• **STATED PROBLEM**: Pull out every one of the rows below and copy each of their lines verbatim, leaving nothing out or changed.

• **EXERCISE MATERIAL**:
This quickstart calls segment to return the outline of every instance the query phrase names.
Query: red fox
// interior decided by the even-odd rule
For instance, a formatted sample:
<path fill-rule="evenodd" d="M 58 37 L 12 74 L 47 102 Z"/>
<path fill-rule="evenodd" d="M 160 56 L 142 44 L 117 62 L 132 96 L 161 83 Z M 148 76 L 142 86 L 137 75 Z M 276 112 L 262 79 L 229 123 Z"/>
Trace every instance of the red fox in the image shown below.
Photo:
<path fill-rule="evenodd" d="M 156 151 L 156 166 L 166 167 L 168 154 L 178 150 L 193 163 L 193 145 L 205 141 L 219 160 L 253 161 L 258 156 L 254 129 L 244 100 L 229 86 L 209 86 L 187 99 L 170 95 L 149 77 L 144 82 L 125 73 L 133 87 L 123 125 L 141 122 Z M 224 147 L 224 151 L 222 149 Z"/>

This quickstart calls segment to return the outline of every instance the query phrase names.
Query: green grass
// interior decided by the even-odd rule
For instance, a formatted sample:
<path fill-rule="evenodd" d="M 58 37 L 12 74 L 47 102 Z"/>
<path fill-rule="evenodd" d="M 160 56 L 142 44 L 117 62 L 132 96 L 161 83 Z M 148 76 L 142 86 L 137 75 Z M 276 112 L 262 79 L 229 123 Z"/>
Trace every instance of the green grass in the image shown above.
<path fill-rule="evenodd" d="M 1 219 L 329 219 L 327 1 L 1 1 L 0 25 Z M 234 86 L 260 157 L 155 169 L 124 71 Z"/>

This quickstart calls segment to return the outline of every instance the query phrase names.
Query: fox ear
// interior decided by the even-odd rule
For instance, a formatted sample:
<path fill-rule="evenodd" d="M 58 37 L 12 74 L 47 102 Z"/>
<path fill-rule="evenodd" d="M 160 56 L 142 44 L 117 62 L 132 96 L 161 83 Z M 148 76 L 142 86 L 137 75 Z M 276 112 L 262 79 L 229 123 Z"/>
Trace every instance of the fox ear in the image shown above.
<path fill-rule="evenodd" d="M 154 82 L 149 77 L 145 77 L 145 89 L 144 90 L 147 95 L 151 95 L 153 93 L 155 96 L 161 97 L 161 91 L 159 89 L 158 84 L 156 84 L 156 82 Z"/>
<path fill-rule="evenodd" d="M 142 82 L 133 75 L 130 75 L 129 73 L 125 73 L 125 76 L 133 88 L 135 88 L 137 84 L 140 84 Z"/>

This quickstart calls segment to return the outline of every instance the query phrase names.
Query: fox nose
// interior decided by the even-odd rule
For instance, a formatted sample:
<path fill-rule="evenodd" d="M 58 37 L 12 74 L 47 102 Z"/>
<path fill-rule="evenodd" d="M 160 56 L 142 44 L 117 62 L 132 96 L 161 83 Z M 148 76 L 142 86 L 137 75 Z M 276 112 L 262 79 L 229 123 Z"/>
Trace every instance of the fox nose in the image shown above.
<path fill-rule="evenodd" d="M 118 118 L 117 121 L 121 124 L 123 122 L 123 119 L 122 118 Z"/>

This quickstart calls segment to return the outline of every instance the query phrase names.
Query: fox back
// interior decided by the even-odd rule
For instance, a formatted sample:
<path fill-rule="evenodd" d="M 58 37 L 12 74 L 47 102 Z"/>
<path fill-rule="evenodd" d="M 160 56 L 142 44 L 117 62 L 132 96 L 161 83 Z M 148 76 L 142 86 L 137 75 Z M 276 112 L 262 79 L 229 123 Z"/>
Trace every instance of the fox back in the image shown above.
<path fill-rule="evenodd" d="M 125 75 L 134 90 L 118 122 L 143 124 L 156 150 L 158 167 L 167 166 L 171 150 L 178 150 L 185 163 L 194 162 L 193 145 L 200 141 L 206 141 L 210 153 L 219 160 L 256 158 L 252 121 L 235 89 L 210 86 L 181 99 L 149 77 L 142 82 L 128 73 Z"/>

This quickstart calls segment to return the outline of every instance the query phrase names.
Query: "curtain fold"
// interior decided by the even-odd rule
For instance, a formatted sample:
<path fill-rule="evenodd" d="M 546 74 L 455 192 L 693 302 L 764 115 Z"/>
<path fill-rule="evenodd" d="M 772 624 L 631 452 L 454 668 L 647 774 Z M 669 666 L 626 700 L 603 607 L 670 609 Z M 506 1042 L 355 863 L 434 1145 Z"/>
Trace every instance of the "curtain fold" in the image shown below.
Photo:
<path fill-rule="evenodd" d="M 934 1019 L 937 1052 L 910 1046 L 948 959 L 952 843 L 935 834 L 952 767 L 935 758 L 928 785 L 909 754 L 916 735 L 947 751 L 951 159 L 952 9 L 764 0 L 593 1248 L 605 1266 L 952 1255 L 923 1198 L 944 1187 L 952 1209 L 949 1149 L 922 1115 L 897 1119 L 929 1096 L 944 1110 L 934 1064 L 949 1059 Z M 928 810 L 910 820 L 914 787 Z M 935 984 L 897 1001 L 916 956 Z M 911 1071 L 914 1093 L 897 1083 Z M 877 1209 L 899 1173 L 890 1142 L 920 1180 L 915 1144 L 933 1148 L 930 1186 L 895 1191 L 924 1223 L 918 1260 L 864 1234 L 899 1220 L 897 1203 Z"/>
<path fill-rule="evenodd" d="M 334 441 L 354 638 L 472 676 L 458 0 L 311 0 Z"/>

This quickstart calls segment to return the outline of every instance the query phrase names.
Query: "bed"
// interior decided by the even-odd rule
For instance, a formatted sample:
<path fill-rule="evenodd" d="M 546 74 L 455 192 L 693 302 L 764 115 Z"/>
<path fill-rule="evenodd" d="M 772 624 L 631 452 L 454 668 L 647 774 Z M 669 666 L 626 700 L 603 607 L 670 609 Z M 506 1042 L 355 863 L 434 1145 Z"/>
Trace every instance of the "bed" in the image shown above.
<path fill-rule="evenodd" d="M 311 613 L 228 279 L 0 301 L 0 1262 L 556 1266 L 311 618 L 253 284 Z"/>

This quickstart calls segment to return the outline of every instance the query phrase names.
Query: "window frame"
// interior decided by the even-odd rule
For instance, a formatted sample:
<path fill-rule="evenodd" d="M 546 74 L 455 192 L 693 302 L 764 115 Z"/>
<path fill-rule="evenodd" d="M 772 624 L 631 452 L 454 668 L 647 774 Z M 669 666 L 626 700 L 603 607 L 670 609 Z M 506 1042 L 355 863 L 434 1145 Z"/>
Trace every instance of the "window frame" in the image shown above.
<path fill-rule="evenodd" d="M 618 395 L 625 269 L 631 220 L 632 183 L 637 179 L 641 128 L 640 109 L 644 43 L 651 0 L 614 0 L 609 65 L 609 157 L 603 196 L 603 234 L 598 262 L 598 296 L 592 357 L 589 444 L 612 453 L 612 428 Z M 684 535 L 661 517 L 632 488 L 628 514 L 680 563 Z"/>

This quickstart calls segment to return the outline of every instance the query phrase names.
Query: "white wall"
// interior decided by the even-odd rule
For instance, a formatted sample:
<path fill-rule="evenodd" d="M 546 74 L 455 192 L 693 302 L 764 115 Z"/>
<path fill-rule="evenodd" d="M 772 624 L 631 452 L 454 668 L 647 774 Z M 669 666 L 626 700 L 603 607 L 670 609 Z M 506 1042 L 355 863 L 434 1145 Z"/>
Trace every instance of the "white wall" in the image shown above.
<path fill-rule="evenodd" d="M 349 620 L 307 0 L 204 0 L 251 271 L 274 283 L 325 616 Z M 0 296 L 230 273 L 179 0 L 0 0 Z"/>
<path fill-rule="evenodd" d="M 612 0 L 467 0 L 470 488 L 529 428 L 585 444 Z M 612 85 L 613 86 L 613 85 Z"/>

• **SOLUTION**:
This quickstart calls segment to return the outline of every instance the query phrase names.
Query: red fox
// interior decided by the even-odd rule
For instance, a formatted sample:
<path fill-rule="evenodd" d="M 58 37 L 12 74 L 47 102 Z"/>
<path fill-rule="evenodd" d="M 160 56 L 142 44 L 117 62 L 132 96 L 161 83 Z M 148 76 L 142 86 L 137 75 Z M 276 112 L 262 79 L 229 123 Z"/>
Trace every instance of the red fox in the image shown below.
Photo:
<path fill-rule="evenodd" d="M 156 151 L 156 166 L 166 167 L 168 154 L 178 150 L 193 163 L 193 145 L 205 141 L 219 160 L 253 161 L 258 156 L 254 129 L 244 100 L 229 86 L 209 86 L 187 99 L 170 95 L 149 77 L 144 82 L 125 73 L 133 87 L 123 125 L 141 122 Z M 224 147 L 224 151 L 222 149 Z"/>

This quickstart calls segment to return the outline of every instance the query phrase names.
Query: green grass
// interior decided by the even-odd rule
For instance, a formatted sample:
<path fill-rule="evenodd" d="M 58 37 L 12 74 L 47 102 Z"/>
<path fill-rule="evenodd" d="M 160 56 L 142 44 L 117 62 L 132 96 L 161 83 Z M 148 76 L 142 86 L 137 75 Z M 276 112 L 262 79 L 229 123 Z"/>
Trace every instance of the green grass in the image shown above.
<path fill-rule="evenodd" d="M 1 219 L 329 219 L 327 1 L 1 1 L 0 25 Z M 234 86 L 260 157 L 155 169 L 124 71 Z"/>

This quickstart calls segment to return the outline of every instance the query phrase names.
Query: fox ear
// interior decided by the even-odd rule
For instance, a formatted sample:
<path fill-rule="evenodd" d="M 58 37 L 12 74 L 47 102 Z"/>
<path fill-rule="evenodd" d="M 160 56 L 142 44 L 117 62 L 132 96 L 161 83 Z M 148 76 L 142 86 L 137 75 Z M 276 112 L 262 79 L 229 123 Z"/>
Trace every instance of the fox ear in the image shown above.
<path fill-rule="evenodd" d="M 154 82 L 149 77 L 145 77 L 145 89 L 144 90 L 147 95 L 151 95 L 153 93 L 155 96 L 161 97 L 161 91 L 159 89 L 158 84 L 156 84 L 156 82 Z"/>
<path fill-rule="evenodd" d="M 142 82 L 133 75 L 130 75 L 129 73 L 125 73 L 125 76 L 133 88 L 135 88 L 137 84 L 140 84 Z"/>

This quickstart calls segment to return the outline of every instance the query phrase names.
Query: fox nose
// interior decided by the even-odd rule
For instance, a formatted sample:
<path fill-rule="evenodd" d="M 58 37 L 12 74 L 47 102 Z"/>
<path fill-rule="evenodd" d="M 160 56 L 142 44 L 117 62 L 132 96 L 161 83 Z M 148 76 L 142 86 L 137 75 Z M 276 112 L 262 79 L 229 123 Z"/>
Trace every instance of the fox nose in the image shown above.
<path fill-rule="evenodd" d="M 118 118 L 117 121 L 121 124 L 123 122 L 123 119 L 122 118 Z"/>

This quickstart calls segment to return the outline of every instance the query phrase names.
Query: fox back
// interior decided by the even-odd rule
For instance, a formatted sample:
<path fill-rule="evenodd" d="M 58 37 L 12 74 L 47 102 Z"/>
<path fill-rule="evenodd" d="M 160 56 L 142 44 L 117 62 L 132 96 L 161 83 Z M 148 76 L 142 86 L 137 75 Z M 276 112 L 262 79 L 229 123 Z"/>
Trace every instance of the fox back in the image shown above.
<path fill-rule="evenodd" d="M 125 75 L 134 90 L 118 122 L 143 124 L 156 150 L 158 167 L 167 166 L 171 150 L 178 150 L 185 163 L 194 162 L 193 145 L 200 141 L 206 141 L 210 153 L 219 160 L 256 158 L 252 121 L 235 89 L 210 86 L 181 99 L 149 77 L 142 82 L 128 73 Z"/>

This quickstart calls segment to return the outline of every instance the query phrase names.
Query: "curtain fold"
// interior decided by the even-odd rule
For instance, a formatted sample:
<path fill-rule="evenodd" d="M 546 74 L 455 192 L 693 302 L 764 115 Z"/>
<path fill-rule="evenodd" d="M 772 624 L 631 452 L 454 668 L 647 774 Z M 669 666 L 626 700 L 603 607 L 670 609 Z M 506 1042 L 355 863 L 434 1145 Z"/>
Trace every instance of the "curtain fold" in the image shown below.
Photo:
<path fill-rule="evenodd" d="M 934 1019 L 937 1052 L 910 1046 L 948 959 L 952 843 L 935 834 L 952 767 L 935 758 L 928 785 L 909 754 L 916 735 L 947 751 L 951 159 L 952 9 L 764 0 L 593 1248 L 605 1266 L 952 1255 L 923 1198 L 944 1187 L 952 1209 L 949 1149 L 922 1115 L 897 1119 L 929 1096 L 944 1110 L 934 1064 L 949 1059 Z M 928 810 L 910 820 L 914 787 Z M 935 984 L 897 1001 L 916 956 Z M 911 1071 L 914 1093 L 897 1083 Z M 877 1209 L 899 1173 L 890 1142 L 920 1180 L 915 1144 L 933 1148 L 930 1186 L 895 1191 L 924 1223 L 918 1260 L 864 1234 L 899 1220 L 897 1203 Z"/>
<path fill-rule="evenodd" d="M 334 441 L 354 638 L 472 676 L 458 0 L 311 0 Z"/>

This quickstart calls segment to return the outline of every instance the query phrase names.
Query: "bed"
// interior decided by the even-odd rule
For instance, a formatted sample:
<path fill-rule="evenodd" d="M 546 74 L 455 192 L 693 302 L 764 115 Z"/>
<path fill-rule="evenodd" d="M 772 624 L 631 452 L 454 668 L 647 774 Z M 669 666 L 626 700 L 603 607 L 670 609 Z M 506 1042 L 355 863 L 434 1145 Z"/>
Trace every instance of the "bed" in the image shown above.
<path fill-rule="evenodd" d="M 311 613 L 228 279 L 0 301 L 0 1262 L 556 1266 L 311 618 L 253 284 Z"/>

This quickstart calls segment to return the outline of every instance the query phrase names.
Query: "window frame"
// interior decided by the even-odd rule
For instance, a formatted sample:
<path fill-rule="evenodd" d="M 546 74 L 455 192 L 693 302 L 764 115 Z"/>
<path fill-rule="evenodd" d="M 772 624 L 631 452 L 454 668 L 647 774 Z M 669 666 L 626 700 L 603 607 L 670 609 Z M 506 1042 L 355 863 L 434 1145 Z"/>
Trace every instance of the "window frame" in the image shown above.
<path fill-rule="evenodd" d="M 618 395 L 625 269 L 631 220 L 632 183 L 637 179 L 641 128 L 640 109 L 644 43 L 651 0 L 614 0 L 609 65 L 609 157 L 603 196 L 603 234 L 598 262 L 598 296 L 592 357 L 589 444 L 612 453 L 612 428 Z M 684 535 L 661 517 L 632 488 L 628 514 L 680 563 Z"/>

This quickstart calls segment to return the outline of every instance the query phrase names.
Query: "white wall"
// interior decided by the even-odd rule
For instance, a formatted sample:
<path fill-rule="evenodd" d="M 546 74 L 455 192 L 693 302 L 764 115 Z"/>
<path fill-rule="evenodd" d="M 772 624 L 631 452 L 454 668 L 647 774 Z M 669 666 L 626 700 L 603 607 L 670 609 Z M 506 1042 L 355 863 L 434 1145 Z"/>
Trace every instance of the "white wall" in the image shown above.
<path fill-rule="evenodd" d="M 349 620 L 307 0 L 204 0 L 251 271 L 274 283 L 325 616 Z M 0 296 L 230 273 L 179 0 L 0 0 Z"/>
<path fill-rule="evenodd" d="M 612 0 L 467 0 L 470 488 L 529 428 L 585 444 Z M 612 85 L 613 86 L 613 85 Z"/>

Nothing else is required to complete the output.